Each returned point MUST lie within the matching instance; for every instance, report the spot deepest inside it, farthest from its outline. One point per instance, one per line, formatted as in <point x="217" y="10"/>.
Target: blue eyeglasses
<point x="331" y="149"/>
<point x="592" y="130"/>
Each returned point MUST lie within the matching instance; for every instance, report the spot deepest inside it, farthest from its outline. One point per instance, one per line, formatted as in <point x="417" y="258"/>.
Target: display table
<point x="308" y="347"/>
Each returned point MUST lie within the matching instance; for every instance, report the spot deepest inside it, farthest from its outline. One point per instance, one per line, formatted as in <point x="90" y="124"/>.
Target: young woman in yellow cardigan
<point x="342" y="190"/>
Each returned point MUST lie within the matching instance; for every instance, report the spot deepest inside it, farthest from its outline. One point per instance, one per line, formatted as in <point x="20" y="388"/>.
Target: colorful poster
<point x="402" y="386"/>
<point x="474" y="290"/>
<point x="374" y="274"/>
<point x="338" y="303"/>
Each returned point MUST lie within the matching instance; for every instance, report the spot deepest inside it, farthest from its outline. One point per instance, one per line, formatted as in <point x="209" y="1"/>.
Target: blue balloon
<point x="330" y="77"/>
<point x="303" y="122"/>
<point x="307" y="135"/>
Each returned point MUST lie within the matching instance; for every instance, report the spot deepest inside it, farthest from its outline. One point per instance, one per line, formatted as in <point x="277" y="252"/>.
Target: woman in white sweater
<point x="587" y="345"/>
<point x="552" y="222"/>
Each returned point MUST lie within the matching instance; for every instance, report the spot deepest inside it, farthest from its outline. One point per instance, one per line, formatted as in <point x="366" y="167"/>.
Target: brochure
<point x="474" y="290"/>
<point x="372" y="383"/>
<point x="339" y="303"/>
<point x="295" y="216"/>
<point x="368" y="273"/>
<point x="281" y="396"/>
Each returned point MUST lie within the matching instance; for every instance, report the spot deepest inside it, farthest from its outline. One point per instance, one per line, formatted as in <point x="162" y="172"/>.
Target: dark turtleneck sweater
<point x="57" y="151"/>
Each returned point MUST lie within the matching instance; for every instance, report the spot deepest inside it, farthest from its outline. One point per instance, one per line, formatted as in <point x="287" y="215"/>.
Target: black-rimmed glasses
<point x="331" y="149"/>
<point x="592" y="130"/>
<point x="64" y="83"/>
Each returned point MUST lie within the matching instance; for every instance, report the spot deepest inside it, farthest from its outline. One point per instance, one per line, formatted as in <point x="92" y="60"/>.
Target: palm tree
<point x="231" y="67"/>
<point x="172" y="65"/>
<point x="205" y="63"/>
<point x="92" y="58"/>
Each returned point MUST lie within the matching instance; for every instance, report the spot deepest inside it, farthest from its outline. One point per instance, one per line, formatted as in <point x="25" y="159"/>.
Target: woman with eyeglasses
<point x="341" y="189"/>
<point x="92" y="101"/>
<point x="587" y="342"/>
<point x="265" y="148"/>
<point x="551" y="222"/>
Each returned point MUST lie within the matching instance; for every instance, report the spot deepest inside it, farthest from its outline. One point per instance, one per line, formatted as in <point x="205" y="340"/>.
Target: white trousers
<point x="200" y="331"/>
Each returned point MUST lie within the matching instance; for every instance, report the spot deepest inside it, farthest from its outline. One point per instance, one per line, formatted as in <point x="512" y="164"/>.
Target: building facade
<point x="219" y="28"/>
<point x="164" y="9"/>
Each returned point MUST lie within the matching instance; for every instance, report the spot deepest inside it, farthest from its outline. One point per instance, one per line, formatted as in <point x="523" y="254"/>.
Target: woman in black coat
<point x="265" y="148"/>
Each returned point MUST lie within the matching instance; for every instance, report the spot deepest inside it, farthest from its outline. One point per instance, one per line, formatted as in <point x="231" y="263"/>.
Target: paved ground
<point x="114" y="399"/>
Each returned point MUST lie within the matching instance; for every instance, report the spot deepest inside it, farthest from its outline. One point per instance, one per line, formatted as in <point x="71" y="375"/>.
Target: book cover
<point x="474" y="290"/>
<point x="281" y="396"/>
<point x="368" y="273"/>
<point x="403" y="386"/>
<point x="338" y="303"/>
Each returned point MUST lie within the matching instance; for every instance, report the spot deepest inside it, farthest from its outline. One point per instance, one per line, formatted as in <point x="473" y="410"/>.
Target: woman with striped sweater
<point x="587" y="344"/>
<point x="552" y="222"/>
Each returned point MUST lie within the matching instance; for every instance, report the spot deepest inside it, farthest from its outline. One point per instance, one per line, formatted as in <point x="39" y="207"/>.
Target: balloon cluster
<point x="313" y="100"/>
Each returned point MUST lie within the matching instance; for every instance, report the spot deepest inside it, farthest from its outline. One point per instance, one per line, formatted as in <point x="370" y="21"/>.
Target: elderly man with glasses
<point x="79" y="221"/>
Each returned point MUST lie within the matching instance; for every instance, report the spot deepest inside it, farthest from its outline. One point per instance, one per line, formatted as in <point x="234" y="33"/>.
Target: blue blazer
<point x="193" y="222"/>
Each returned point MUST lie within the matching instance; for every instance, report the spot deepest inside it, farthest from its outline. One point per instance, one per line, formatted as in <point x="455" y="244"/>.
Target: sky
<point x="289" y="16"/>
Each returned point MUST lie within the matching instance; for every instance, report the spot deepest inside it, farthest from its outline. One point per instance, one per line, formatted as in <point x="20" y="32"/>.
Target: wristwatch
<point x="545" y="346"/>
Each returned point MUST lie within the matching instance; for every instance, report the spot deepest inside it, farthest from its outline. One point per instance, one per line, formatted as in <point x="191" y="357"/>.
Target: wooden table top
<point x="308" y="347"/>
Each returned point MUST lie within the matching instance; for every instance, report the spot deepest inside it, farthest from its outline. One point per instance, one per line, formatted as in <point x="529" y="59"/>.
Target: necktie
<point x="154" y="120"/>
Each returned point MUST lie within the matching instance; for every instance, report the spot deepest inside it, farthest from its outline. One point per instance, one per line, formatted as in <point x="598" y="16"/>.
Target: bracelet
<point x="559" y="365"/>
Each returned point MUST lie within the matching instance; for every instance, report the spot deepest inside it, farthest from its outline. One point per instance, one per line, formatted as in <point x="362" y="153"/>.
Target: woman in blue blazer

---+---

#### WORK INSTRUCTIONS:
The output should be the entire listing, exactly as it is.

#### RESULT OF THIS TASK:
Each returned point MUST lie within the matching instance; for every instance, report the spot deepest inside it, farthest from its outline. One point per instance, one per line, formatted as in <point x="217" y="10"/>.
Target: blue eyeglasses
<point x="331" y="149"/>
<point x="592" y="130"/>
Each returned point MUST lie within the matching instance; for every instance, report the spot deepest inside it, farthest from its outline. One point per instance, one per line, formatted as in <point x="417" y="258"/>.
Target: display table
<point x="308" y="347"/>
Each returned point MUST lie within the matching instance; for every instance, report the spot deepest inside it, farthest from its outline. One point per instance, one per line, formatted as in <point x="90" y="124"/>.
Target: young woman in yellow cardigan
<point x="342" y="190"/>
Each returned point MUST lie within the matching instance; for every instance, report the spot deepest inside it, farthest from its outline. One point per instance, one per line, formatted as in <point x="20" y="388"/>.
Target: colorful poster
<point x="402" y="386"/>
<point x="474" y="290"/>
<point x="374" y="274"/>
<point x="338" y="303"/>
Each returned point MUST lie within the matching instance; for every instance, report the spot deepest inside it, farthest from its outline. One point per instance, one per line, formatted as in <point x="209" y="1"/>.
Target: blue balloon
<point x="330" y="77"/>
<point x="303" y="122"/>
<point x="307" y="135"/>
Each returned point MUST lie within the matching instance; for every instance, report the spot deepest inside it, farthest from its outline. One point per instance, one per line, formatted as in <point x="277" y="252"/>.
Target: woman in white sweater
<point x="587" y="345"/>
<point x="552" y="222"/>
Each returned point MUST lie within the matching instance; for every instance, report the spot deepest inside it, farthest from its outline. One point per instance, one per line, formatted as in <point x="366" y="167"/>.
Target: brochure
<point x="474" y="290"/>
<point x="372" y="383"/>
<point x="339" y="303"/>
<point x="295" y="216"/>
<point x="368" y="273"/>
<point x="281" y="396"/>
Each returned point MUST lie within the matching instance; for every instance, report the spot deepest inside it, farthest from its outline. One point per instance, one per line, formatted as in <point x="162" y="172"/>.
Target: dark turtleneck sweater
<point x="57" y="151"/>
Each returned point MUST lie within the matching instance; for every instance, report the spot deepest inside it, farthest from its outline. One point per instance, one per line, formatted as in <point x="287" y="215"/>.
Target: black-rimmed glasses
<point x="331" y="149"/>
<point x="592" y="130"/>
<point x="64" y="83"/>
Each returned point MUST lie within the matching instance; for every instance, report the spot deepest inside it, farthest from its outline. One point per instance, one per line, formatted as in <point x="92" y="60"/>.
Target: palm tree
<point x="231" y="67"/>
<point x="172" y="65"/>
<point x="205" y="63"/>
<point x="92" y="58"/>
Each returned point MUST lie within the matching instance; for every instance, report the spot deepest inside it, farthest from its outline. One point per instance, one per line, formatted as in <point x="25" y="159"/>.
Target: woman with eyeglasses
<point x="341" y="189"/>
<point x="92" y="101"/>
<point x="587" y="342"/>
<point x="265" y="148"/>
<point x="551" y="222"/>
Each returned point MUST lie within the matching instance; for every instance, report the spot deepest inside it, farthest from its outline. One point per instance, one per line, formatted as in <point x="205" y="340"/>.
Target: white trousers
<point x="200" y="331"/>
Each returned point MUST lie within the matching instance; for every instance, report the spot deepest inside it, farthest from its outline. One point per instance, one per line, formatted as in <point x="512" y="164"/>.
Target: building facade
<point x="219" y="28"/>
<point x="164" y="9"/>
Each returned point MUST lie within the matching instance; for every instance, report the spot deepest inside it, farthest from its outline. One point per instance, one per line, formatted as in <point x="523" y="254"/>.
Target: woman in black coat
<point x="265" y="148"/>
Each returned point MUST lie within the matching instance; for every instance, report the spot deepest inside it, farthest from its outline. One point per instance, one per line, formatted as in <point x="231" y="263"/>.
Target: paved ground
<point x="114" y="399"/>
Each returned point MUST lie within the matching instance; for every instance, report the spot deepest inside it, farthest from its outline. One point per instance, one per line, formatted as in <point x="71" y="375"/>.
Target: book cover
<point x="474" y="290"/>
<point x="281" y="396"/>
<point x="368" y="273"/>
<point x="403" y="386"/>
<point x="338" y="303"/>
Each returned point MUST lie within the matching instance; for every instance, report the spot deepest inside it, farthest from its outline. One point per instance, one per line, formatted as in <point x="473" y="410"/>.
Target: woman with striped sweater
<point x="587" y="344"/>
<point x="552" y="222"/>
Each returned point MUST lie within the matching instance; for every instance, report the spot deepest inside it, farthest from its outline. One point per instance, one per line, formatted as in <point x="39" y="207"/>.
Target: balloon cluster
<point x="313" y="100"/>
Each returned point MUST lie within the matching instance; for every instance, report the spot deepest inside it, farthest from its outline. One point per instance, one per line, formatted as in <point x="370" y="21"/>.
Target: elderly man with glasses
<point x="79" y="221"/>
Each returned point MUST lie within the matching instance; for every instance, report the spot deepest inside it, farthest from its outline. One point per instance, one per line, formatted as in <point x="234" y="33"/>.
Target: blue blazer
<point x="193" y="222"/>
Each returned point MUST lie within the matching instance; for every instance, report the spot deepest inside it, farthest from its outline. One point per instance, one per line, formatted as in <point x="455" y="244"/>.
Target: sky
<point x="289" y="16"/>
Each returned point MUST lie within the matching instance; for every instance, report the spot deepest inside it, farthest from its outline. One point per instance, one per line, formatted as in <point x="20" y="32"/>.
Target: wristwatch
<point x="545" y="346"/>
Each returned point MUST lie within the matching instance; for every instance, report the spot deepest inside it, farthest from its outline. One point per instance, one per line, formatted as in <point x="191" y="357"/>.
Target: wooden table top
<point x="308" y="347"/>
Each returned point MUST lie within the matching instance; for every instance, report the spot deepest inside it, farthest from its outline. One point per instance, one per line, formatted as in <point x="529" y="59"/>.
Target: necktie
<point x="154" y="120"/>
Each returned point MUST lie within the matching instance; for every instance, report the spot deepest inside it, farthest from its outline. One point per instance, one per line, formatted as in <point x="598" y="16"/>.
Target: bracelet
<point x="559" y="365"/>
Each returned point MUST lie within the matching instance; for every instance, report the spot deepest inside it, farthest from its outline. One point per instance, one per line, formatted as in <point x="362" y="153"/>.
Target: woman in blue blazer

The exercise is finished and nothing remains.